Extrait:
Surpêche en Gambie : les révélations d’un rapport d’Amnesty

Un rapport de l’ONG Amnesty International intitulé "Gambie. Le coût humain de la surpêche" dénonce le scandale de la pêche minotière, légale et illégale, au large des côtes gambiennes.

PECHE

Sanyang est un village de pêcheurs situé à une trentaine de kilomètres au sud de la capitale Banjul. Les touristes y viennent pour profiter de ses belles plages et de ses restaurants qui servent du poisson local.

Mais ce sont surtout les fonds marins à son large, avec quelque 500 espèces de poissons, qui attirent les convoitises de nombreux acteurs. La surexploitation de cette riche réserve de vie marine entraîne de graves conséquences sur les droits humains de la communauté locale, comme le confirme le dernier rapport d’Amnesty International sur ce pays.

La pêche est un secteur économique important pour la Gambie. En 2022, il contribuait à hauteur de 12 % du produit national brut et fournissait directement ou indirectement un emploi à 300.000 personnes, soit environ 11 % de la population.

Données fournies:
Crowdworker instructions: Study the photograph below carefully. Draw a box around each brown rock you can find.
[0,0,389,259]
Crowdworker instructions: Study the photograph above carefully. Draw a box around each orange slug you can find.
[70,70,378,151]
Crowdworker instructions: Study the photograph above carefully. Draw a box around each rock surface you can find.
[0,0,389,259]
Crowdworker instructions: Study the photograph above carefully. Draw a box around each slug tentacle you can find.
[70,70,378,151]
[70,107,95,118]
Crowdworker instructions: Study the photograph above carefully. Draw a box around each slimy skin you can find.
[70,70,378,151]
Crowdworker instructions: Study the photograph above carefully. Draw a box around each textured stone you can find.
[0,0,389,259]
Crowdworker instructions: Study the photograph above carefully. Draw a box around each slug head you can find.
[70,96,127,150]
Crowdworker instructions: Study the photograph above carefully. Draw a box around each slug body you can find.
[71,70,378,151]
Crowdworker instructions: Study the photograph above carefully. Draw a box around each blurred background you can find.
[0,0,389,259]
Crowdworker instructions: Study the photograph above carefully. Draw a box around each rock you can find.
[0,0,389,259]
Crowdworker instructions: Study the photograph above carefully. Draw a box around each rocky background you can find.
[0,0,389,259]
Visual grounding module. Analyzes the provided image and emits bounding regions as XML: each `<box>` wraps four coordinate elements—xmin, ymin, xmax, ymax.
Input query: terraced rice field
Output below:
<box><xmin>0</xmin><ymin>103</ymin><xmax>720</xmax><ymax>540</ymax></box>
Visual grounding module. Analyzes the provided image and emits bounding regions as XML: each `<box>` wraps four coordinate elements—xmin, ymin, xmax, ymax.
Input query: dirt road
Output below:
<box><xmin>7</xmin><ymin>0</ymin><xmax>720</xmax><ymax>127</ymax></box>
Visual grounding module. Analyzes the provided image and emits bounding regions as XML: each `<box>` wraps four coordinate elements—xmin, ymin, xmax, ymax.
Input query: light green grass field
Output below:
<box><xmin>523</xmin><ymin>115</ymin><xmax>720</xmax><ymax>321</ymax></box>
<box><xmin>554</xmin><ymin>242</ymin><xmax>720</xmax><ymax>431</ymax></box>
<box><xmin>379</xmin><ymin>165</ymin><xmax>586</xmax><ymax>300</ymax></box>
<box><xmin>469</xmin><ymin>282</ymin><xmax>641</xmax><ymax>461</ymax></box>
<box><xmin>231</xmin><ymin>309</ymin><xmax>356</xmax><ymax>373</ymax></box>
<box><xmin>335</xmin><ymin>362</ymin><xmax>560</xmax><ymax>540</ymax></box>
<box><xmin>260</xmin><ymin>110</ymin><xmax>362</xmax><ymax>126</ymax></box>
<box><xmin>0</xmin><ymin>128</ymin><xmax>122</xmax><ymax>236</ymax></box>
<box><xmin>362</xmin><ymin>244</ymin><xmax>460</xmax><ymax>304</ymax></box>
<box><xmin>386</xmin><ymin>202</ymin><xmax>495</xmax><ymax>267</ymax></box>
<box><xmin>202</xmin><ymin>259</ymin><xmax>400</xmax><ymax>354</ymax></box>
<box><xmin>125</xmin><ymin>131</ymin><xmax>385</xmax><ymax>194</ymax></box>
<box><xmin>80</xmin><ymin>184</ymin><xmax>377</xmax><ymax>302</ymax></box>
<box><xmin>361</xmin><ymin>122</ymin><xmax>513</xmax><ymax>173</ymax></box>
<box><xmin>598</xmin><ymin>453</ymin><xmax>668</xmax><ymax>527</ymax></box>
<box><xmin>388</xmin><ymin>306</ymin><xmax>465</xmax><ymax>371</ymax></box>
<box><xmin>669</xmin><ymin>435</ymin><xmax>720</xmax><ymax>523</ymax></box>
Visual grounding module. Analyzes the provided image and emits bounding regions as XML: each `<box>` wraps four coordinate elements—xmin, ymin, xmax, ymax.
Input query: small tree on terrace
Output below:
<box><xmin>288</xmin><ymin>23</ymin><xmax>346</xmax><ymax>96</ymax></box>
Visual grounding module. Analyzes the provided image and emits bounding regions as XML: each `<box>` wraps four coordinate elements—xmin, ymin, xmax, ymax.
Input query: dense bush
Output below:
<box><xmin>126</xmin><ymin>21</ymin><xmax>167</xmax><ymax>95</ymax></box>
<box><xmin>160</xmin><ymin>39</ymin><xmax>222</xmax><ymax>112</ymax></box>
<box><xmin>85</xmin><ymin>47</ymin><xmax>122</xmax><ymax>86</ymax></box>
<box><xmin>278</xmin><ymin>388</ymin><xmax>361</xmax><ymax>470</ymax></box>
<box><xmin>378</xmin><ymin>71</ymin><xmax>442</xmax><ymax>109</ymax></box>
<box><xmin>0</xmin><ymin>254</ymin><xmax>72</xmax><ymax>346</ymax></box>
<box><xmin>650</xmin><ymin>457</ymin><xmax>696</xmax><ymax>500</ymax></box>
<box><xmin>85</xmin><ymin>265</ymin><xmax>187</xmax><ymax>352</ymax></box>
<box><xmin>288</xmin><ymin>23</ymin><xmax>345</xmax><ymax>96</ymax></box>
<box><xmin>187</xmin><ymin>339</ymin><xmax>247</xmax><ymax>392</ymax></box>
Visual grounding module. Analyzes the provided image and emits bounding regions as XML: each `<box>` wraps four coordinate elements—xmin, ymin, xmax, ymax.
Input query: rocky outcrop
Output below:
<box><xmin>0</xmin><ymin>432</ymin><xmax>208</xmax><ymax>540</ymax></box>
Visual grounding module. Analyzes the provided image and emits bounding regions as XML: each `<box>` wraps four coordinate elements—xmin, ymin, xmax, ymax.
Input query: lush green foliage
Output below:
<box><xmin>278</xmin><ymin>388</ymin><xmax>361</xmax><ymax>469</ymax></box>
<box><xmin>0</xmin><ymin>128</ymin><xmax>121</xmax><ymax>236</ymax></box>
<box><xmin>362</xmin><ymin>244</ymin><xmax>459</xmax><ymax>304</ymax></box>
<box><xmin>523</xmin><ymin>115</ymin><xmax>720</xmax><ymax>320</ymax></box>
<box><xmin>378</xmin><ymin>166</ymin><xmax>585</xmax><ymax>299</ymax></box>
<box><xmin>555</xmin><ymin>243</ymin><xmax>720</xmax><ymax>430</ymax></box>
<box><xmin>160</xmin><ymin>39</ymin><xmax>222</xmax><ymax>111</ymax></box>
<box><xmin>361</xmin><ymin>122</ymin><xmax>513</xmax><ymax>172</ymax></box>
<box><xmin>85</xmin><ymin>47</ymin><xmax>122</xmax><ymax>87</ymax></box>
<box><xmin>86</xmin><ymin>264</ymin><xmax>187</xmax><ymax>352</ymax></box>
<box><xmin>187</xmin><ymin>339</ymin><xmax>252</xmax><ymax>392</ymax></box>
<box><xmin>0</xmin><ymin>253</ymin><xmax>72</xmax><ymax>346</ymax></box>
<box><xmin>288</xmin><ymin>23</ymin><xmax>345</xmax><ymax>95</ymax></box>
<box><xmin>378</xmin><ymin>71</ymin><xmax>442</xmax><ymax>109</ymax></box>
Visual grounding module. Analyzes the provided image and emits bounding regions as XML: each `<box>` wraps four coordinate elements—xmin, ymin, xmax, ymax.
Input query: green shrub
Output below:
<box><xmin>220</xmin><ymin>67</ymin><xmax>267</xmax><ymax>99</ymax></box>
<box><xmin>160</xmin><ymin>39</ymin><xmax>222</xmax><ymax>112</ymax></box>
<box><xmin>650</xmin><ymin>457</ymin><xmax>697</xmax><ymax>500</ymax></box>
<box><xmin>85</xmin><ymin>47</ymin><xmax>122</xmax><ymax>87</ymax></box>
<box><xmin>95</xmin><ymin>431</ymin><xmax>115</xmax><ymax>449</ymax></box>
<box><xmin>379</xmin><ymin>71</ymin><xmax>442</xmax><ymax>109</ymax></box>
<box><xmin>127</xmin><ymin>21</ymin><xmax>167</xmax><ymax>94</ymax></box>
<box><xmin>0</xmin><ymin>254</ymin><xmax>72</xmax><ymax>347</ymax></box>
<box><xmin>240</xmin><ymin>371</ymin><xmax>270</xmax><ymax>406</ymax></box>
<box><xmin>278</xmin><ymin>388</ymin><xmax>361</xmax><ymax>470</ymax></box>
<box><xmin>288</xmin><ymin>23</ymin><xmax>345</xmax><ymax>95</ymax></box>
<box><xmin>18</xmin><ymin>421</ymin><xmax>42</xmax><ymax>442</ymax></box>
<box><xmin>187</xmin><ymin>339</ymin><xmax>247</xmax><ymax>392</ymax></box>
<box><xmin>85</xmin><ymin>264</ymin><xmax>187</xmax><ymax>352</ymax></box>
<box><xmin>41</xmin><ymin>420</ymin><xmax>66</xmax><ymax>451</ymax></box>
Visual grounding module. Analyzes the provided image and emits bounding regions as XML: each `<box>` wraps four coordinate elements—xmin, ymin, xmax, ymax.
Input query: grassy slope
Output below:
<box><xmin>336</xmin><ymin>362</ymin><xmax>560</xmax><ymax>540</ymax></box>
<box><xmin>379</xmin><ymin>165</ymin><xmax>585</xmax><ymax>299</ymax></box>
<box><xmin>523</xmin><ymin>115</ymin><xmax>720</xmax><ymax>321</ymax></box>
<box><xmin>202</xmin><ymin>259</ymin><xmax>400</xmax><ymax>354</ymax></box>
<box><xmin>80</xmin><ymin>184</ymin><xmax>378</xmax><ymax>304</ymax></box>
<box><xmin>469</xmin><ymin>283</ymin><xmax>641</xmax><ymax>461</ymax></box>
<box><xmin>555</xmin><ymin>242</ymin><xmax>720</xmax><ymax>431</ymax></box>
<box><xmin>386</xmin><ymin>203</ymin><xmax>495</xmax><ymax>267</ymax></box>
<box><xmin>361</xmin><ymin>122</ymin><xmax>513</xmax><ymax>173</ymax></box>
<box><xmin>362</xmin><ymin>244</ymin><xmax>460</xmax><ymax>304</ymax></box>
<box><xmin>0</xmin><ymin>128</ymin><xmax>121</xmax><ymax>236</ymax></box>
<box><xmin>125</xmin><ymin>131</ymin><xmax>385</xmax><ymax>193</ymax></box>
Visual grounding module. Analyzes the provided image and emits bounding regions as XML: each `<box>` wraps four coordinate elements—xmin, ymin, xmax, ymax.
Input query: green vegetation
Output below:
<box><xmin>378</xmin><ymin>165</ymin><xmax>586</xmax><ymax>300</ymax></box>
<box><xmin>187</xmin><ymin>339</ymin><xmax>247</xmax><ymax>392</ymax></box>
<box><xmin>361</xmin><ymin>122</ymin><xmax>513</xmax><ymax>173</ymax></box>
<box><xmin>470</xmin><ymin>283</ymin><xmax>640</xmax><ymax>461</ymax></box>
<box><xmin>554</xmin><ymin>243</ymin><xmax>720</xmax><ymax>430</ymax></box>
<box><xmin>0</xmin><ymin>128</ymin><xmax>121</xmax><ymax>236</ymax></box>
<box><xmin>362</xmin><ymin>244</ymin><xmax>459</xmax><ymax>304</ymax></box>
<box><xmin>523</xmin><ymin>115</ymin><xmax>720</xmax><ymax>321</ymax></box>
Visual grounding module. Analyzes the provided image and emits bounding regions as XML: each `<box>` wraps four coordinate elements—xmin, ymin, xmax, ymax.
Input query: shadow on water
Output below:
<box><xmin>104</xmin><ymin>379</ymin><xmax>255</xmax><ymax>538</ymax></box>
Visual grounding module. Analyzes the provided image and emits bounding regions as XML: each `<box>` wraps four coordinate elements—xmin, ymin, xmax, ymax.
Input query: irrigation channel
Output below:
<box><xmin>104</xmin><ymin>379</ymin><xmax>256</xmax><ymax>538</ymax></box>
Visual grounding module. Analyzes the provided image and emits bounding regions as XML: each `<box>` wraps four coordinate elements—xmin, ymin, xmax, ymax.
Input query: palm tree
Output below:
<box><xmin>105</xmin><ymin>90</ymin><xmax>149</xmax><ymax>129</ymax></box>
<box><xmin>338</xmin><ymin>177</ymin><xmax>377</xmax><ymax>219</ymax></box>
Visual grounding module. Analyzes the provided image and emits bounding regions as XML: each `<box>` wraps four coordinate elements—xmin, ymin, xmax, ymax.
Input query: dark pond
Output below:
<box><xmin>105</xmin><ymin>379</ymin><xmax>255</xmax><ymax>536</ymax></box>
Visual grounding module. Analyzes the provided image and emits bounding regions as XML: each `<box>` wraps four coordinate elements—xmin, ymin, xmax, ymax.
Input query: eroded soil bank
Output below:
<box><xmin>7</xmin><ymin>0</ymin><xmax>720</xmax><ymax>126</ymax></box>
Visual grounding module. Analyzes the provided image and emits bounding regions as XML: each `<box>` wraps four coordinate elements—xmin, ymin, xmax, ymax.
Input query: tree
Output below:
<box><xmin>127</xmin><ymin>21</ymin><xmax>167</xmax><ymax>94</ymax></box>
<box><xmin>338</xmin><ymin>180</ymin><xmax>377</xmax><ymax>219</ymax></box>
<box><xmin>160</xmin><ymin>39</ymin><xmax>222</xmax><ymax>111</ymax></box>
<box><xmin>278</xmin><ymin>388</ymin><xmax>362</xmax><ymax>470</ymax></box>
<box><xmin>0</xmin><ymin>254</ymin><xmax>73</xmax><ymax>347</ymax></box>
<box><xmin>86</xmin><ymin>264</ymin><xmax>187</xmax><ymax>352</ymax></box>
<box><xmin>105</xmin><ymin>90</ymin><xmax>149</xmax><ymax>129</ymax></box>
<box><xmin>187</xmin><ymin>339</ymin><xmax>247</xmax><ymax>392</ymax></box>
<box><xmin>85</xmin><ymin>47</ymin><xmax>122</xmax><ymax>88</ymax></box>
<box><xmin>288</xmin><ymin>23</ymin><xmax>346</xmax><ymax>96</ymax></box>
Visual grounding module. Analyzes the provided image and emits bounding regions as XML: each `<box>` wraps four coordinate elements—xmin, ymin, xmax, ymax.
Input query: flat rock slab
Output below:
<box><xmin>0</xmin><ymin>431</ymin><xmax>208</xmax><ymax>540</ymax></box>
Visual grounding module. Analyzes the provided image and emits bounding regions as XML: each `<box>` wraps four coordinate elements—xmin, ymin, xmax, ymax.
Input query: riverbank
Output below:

Consignes:
• 1. D'après l'extrait, pourquoi la pêche est-elle un secteur économique important pour la Gambie ? Répondez en une à trois phrases.
• 2. Reproduisez mot pour mot le passage de l'extrait allant de « Surpêche en Gambie » à « sur ce pays. ».
Appuyez-vous uniquement sur l'extrait pour répondre.

Réponses:
• 1. En 2022, la pêche contribuait à hauteur de 12 % du produit national brut de la Gambie. Elle fournissait aussi, directement ou indirectement, un emploi à 300.000 personnes, soit environ 11 % de la population.

• 2.
Surpêche en Gambie : les révélations d’un rapport d’Amnesty

Un rapport de l’ONG Amnesty International intitulé "Gambie. Le coût humain de la surpêche" dénonce le scandale de la pêche minotière, légale et illégale, au large des côtes gambiennes.

PECHE

Sanyang est un village de pêcheurs situé à une trentaine de kilomètres au sud de la capitale Banjul. Les touristes y viennent pour profiter de ses belles plages et de ses restaurants qui servent du poisson local.

Mais ce sont surtout les fonds marins à son large, avec quelque 500 espèces de poissons, qui attirent les convoitises de nombreux acteurs. La surexploitation de cette riche réserve de vie marine entraîne de graves conséquences sur les droits humains de la communauté locale, comme le confirme le dernier rapport d’Amnesty International sur ce pays.